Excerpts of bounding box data
== == ==

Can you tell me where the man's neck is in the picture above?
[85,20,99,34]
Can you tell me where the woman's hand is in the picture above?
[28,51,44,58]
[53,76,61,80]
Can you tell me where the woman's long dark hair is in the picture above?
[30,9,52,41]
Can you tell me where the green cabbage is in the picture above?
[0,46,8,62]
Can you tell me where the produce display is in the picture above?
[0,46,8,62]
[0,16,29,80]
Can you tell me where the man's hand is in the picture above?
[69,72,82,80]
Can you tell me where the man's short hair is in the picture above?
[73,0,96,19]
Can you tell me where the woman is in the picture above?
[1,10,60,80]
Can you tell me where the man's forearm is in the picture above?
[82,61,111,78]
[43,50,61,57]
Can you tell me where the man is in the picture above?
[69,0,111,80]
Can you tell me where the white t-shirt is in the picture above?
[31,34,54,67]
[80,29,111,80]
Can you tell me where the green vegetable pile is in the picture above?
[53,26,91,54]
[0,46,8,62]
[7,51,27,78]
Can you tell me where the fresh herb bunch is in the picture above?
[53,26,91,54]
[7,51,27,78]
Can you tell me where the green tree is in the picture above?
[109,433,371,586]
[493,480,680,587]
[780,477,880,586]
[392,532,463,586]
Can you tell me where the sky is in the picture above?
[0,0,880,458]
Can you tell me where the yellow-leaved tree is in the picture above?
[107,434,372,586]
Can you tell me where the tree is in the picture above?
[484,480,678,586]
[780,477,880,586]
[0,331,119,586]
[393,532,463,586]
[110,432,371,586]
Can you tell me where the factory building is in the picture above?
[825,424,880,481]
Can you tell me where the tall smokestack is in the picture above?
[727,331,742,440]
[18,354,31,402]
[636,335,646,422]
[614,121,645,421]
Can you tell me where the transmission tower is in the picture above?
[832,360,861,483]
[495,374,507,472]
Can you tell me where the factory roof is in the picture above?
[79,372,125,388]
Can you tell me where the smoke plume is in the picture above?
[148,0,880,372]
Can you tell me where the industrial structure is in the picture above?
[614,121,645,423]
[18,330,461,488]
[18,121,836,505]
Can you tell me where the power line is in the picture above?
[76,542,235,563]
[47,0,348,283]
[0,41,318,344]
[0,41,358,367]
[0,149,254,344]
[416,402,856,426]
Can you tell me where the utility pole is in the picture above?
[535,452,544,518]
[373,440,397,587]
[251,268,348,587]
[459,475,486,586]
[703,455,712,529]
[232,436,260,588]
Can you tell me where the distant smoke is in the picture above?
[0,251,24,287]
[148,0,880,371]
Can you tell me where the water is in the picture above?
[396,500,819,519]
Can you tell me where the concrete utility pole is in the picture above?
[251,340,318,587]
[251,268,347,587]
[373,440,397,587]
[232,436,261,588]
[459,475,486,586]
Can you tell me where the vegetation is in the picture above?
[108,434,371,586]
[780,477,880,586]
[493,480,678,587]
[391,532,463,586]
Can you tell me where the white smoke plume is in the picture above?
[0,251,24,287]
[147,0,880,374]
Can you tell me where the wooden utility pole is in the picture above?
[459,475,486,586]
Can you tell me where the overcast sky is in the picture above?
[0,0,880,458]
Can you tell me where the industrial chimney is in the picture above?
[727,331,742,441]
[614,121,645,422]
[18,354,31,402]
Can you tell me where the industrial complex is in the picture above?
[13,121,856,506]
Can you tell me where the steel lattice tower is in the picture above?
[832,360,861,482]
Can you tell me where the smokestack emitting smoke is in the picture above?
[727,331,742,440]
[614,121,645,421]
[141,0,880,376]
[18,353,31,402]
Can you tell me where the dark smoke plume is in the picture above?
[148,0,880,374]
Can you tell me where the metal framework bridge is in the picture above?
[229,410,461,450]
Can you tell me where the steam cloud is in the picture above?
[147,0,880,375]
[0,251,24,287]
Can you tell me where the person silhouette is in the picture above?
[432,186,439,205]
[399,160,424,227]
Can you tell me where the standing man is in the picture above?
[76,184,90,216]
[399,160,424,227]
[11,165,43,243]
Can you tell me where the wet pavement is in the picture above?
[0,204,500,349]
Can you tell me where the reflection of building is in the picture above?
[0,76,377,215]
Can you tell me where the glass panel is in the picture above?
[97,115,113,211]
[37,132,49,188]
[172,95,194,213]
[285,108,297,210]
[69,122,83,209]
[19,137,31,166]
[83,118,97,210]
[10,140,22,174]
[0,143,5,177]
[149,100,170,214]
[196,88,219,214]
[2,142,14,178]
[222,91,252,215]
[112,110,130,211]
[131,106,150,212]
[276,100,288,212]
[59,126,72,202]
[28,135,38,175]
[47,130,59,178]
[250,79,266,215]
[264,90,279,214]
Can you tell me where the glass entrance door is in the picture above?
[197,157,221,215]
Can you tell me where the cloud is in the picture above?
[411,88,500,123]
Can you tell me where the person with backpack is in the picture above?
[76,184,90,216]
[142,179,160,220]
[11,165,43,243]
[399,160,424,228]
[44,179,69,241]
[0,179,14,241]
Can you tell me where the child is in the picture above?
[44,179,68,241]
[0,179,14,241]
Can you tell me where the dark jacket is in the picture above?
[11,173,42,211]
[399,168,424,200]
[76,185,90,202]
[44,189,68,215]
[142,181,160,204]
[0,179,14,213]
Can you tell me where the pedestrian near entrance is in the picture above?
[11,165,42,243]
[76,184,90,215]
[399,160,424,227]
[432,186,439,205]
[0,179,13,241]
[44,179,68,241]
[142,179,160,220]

== == ==

◆ EXERCISE INSTRUCTIONS
Copy the rows again, beginning at the line that has "Can you tell me where the glass entrance" and stopping after the last row, with every request kept unchanged. Multiply each bounding box coordinate in the answers by 2.15 and round the result to a whole number, with halves rounded up.

◆ EXERCISE RESULT
Can you tell me where the glass entrance door is in the picture above?
[424,338,475,462]
Can you tell me where the cloud is in the picture above?
[884,189,1075,264]
Can you tell me where the person with backpack is in the picture above?
[163,396,194,464]
[305,385,344,473]
[24,355,92,522]
[858,344,912,490]
[95,385,148,518]
[0,385,30,518]
Can you tell me where the child is in the picture above?
[95,385,146,518]
[0,385,30,518]
Can you tell me where the dark jacket is in the picture above?
[24,372,90,454]
[858,361,912,430]
[163,398,194,434]
[95,406,146,462]
[305,389,344,439]
[0,385,30,458]
Can you tell me where the pedestrian near entrance is in the picture above?
[24,355,90,522]
[163,396,194,462]
[858,344,912,488]
[929,400,944,441]
[0,385,28,518]
[95,385,146,518]
[305,385,344,473]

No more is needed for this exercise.